= Sosigenes the Peripatetic =

Late 2nd century Roman philosopher and astronomer

Sosigenes the Peripatetic (Σωσιγένης) was a philosopher living at the end of the 2nd century AD. He was the tutor of Alexander of Aphrodisias and wrote a work On Revolving Spheres, from which some important extracts have been preserved in Simplicius's commentary on Aristotle's De Caelo.

==Work==
Sosigenes criticized both Aristotle and Eudoxus for their imperfect theory of celestial spheres and also the use of epicycles, which he felt to be inconsistent with Aristotle's philosophical postulates. He pointed out that the planets varied markedly in brightness, and that solar eclipses are sometimes total and sometimes annular, suggesting that the distances between the Sun, Moon and Earth were not the same at different eclipses.

__Entries provided__
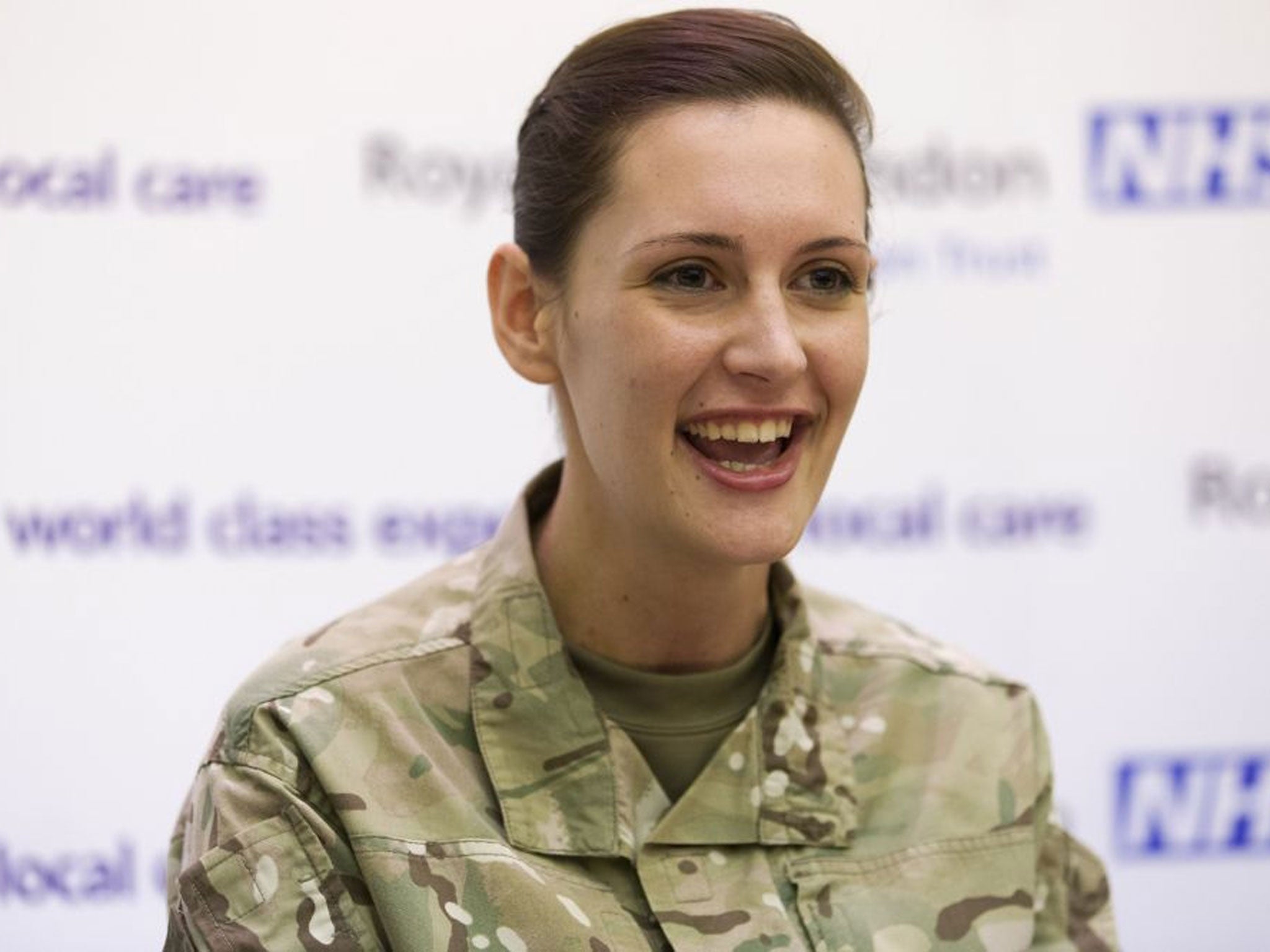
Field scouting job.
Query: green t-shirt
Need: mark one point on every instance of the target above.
(677, 720)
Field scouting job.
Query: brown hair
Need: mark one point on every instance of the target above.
(574, 128)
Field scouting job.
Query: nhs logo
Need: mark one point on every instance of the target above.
(1180, 156)
(1203, 805)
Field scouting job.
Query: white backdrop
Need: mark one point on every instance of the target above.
(247, 382)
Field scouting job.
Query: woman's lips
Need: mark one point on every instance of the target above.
(751, 455)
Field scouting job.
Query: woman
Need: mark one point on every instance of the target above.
(621, 724)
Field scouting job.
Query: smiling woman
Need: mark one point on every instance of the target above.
(623, 724)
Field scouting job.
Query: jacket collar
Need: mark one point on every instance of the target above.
(567, 785)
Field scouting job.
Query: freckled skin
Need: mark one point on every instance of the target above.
(769, 318)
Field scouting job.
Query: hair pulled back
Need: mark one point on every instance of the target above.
(574, 128)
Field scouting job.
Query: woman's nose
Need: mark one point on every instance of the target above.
(763, 342)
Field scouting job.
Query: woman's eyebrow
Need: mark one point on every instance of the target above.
(710, 239)
(831, 243)
(703, 239)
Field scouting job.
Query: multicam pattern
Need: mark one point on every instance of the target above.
(430, 774)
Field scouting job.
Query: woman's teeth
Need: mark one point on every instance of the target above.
(745, 432)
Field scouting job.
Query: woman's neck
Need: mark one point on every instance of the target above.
(641, 607)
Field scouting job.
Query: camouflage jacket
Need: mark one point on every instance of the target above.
(431, 774)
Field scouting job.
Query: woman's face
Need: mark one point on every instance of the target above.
(713, 334)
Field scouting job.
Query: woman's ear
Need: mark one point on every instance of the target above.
(521, 319)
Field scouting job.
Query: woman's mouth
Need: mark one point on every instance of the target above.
(746, 452)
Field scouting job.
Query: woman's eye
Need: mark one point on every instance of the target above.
(827, 281)
(686, 277)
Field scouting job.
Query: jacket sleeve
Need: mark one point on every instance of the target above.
(1073, 896)
(258, 860)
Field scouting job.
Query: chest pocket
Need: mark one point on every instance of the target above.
(478, 894)
(962, 895)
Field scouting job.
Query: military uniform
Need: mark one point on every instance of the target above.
(431, 774)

__Requirement A__
From the Sosigenes passage above, set down word for word the stretch from "Late 2nd century" through "Aristotle's De Caelo.".
__Requirement B__
Extend the account of Sosigenes the Peripatetic, picking up right after its final sentence.

__Task output A__
Late 2nd century Roman philosopher and astronomer

Sosigenes the Peripatetic (Σωσιγένης) was a philosopher living at the end of the 2nd century AD. He was the tutor of Alexander of Aphrodisias and wrote a work On Revolving Spheres, from which some important extracts have been preserved in Simplicius's commentary on Aristotle's De Caelo.

__Task output B__
Sosigenes is perhaps called "the Peripatetic" only because of his connection with Alexander. Some ancient evidence may be taken to suggest that he was, in fact, a Stoic. As John Patrick Lynch has written:The other two teachers of Alexander may actually have been the philosophers whom ancient sources called Stoics; in both cases, Herminos/Sosigenes "the Stoic" have been distinguished from Herminos/Sosigenes "the Peripatetic" only on the grounds that the two latter men were teachers of Alexander of Aphrodisias. But it is not improbable that Alexander of Aphrodisias studied with two Stoic teachers and that these two pairs of homonymous contemporaries are actually only two Stoic philosophers.

He is often confused with the astronomer Sosigenes of Alexandria, who advised Julius Caesar on the reform of the Roman calendar.